[ОТРЫВОК]

Эта сюжетная линия часто напоминает грубую сатиру на индустрию, поскольку и без того эксцентричная идея на протяжении нескольких лет меняет направление от полнометражного фильма к телесериалу, а затем и к стриминговому сервису, в то время как озадаченный Макэлви, кажется, лишь изредка осознает ее прогресс. На первый взгляд, это может показаться не самым удачным дополнением к глубоко болезненному рассказу о пережитой утрате, но по мере развития фильма между ними возникает общая проблема — режиссер, которому сейчас 78 лет, задается вопросом, что скажет о нем дело всей его жизни, когда его уже не будет рядом, чтобы говорить за него.
«Марш Шермана» — это богатое, самобытное эссеистическое произведение, в котором Макэлви иронично размышлял о своих романтических и экзистенциальных тревогах. Наблюдать за тем, как его произведение вырывают из его рук и адаптируют во что-то незнакомое, — это необычайно прямое осознание «смерти автора», напоминание о том, что после определенного момента художник теряет контроль над своим наследием.
Однако почти абсурдная навязчивость этого опыта заставляет переосмыслить и то, что Макэлви за эти годы позаимствовал у людей, которых он снимал для своего искусства. В сохранении прошлых версий людей для потомков есть и красота, и своего рода жестокость, что очевидно в чередовании интервью с близкой подругой Макэлви, Шарлин Суонси: половина из них взята из фильма «Марш Шермана» сорокалетней давности, где она предстает забавной, колючей, энергичной и непредсказуемой личностью; половина снята недавно, на фоне ее постепенного погружения в деменцию, и в ней более строгая и сдержанная Суонси мало что помнит о себе из фильма и не особенно рада этому напоминанию.

[/ОТРЫВОК]
[ИСХОДНЫЕ СТРОКИ]

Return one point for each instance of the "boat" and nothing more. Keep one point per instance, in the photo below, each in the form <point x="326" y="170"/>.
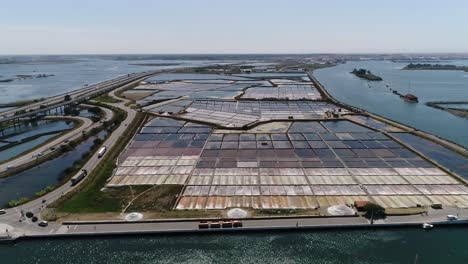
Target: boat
<point x="411" y="98"/>
<point x="427" y="226"/>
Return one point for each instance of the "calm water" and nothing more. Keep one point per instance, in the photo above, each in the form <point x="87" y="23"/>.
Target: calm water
<point x="27" y="183"/>
<point x="28" y="130"/>
<point x="71" y="73"/>
<point x="385" y="246"/>
<point x="427" y="85"/>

[/ИСХОДНЫЕ СТРОКИ]

→ **ЗАДАНИЯ И УПРАЖНЕНИЯ**:
a) Ответьте на вопросы по отрывку.
(i) Сколько лет сейчас режиссеру?
(ii) Какое произведение названо богатым, самобытным эссеистическим?
(iii) Кем приходится Макэлви Шарлин Суонси?
b) Определите, соответствуют ли отрывку утверждения ниже. Для каждого ответьте «да» или «нет» и приведите решающие слова отрывка.
(i) Идея со временем перешла от полнометражного фильма к телесериалу, а затем к стриминговому сервису.
(ii) Все интервью с Шарлин Суонси сняты недавно.
(iii) В недавних интервью Суонси рада напоминанию о фильме.

→ **ОТВЕТЫ К ЗАДАНИЯМ**:
a)
(i) 78 лет.
(ii) «Марш Шермана».
(iii) Близкой подругой.

b)
(i) Да: «меняет направление от полнометражного фильма к телесериалу, а затем и к стриминговому сервису».
(ii) Нет: «половина из них взята из фильма «Марш Шермана» сорокалетней давности».
(iii) Нет: «не особенно рада этому напоминанию».